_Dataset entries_
------------
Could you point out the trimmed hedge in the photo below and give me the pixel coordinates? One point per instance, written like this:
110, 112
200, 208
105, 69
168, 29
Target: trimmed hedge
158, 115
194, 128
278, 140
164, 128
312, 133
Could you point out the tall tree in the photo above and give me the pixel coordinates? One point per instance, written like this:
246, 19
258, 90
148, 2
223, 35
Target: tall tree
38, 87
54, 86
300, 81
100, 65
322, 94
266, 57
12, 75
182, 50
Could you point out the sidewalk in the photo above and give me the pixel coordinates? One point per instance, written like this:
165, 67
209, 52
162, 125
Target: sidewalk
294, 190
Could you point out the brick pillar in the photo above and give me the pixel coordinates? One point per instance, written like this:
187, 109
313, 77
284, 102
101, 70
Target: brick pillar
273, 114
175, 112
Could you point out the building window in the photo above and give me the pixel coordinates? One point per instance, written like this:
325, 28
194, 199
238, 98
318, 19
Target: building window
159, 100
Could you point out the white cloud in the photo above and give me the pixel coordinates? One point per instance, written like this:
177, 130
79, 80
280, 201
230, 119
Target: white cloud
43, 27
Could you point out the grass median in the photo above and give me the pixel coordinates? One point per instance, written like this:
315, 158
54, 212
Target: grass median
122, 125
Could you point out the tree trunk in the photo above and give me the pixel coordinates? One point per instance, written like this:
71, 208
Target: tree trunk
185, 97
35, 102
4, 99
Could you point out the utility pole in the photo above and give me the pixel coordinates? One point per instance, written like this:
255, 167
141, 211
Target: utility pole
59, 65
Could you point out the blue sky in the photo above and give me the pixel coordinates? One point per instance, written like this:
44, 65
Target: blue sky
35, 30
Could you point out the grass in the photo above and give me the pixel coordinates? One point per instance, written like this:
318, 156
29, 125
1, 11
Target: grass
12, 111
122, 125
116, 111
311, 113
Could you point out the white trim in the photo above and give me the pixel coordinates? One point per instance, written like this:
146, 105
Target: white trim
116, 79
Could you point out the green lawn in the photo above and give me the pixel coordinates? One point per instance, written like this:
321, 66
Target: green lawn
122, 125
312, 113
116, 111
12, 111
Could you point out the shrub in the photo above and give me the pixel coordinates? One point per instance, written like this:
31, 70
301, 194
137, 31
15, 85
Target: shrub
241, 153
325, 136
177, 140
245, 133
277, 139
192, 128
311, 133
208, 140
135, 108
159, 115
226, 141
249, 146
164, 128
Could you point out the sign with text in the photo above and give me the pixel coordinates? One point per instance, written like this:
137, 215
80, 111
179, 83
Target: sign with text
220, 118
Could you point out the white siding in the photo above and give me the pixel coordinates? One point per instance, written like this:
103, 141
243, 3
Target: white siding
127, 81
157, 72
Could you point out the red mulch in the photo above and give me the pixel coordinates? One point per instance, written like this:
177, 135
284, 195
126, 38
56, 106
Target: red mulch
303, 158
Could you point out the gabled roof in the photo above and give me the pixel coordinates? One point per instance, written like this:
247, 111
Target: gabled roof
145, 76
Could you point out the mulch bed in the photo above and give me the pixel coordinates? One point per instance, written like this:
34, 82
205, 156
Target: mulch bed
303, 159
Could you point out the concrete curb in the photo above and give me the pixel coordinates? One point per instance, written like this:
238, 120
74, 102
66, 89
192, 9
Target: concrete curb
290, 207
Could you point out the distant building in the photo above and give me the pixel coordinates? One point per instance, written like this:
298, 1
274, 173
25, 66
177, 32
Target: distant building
------------
Show all lines from the records above where the word "distant" occurs.

_Response for this exercise_
Could you point out the distant building in the photo above and give me the pixel coordinates? One point per instance, written like this:
Target: distant building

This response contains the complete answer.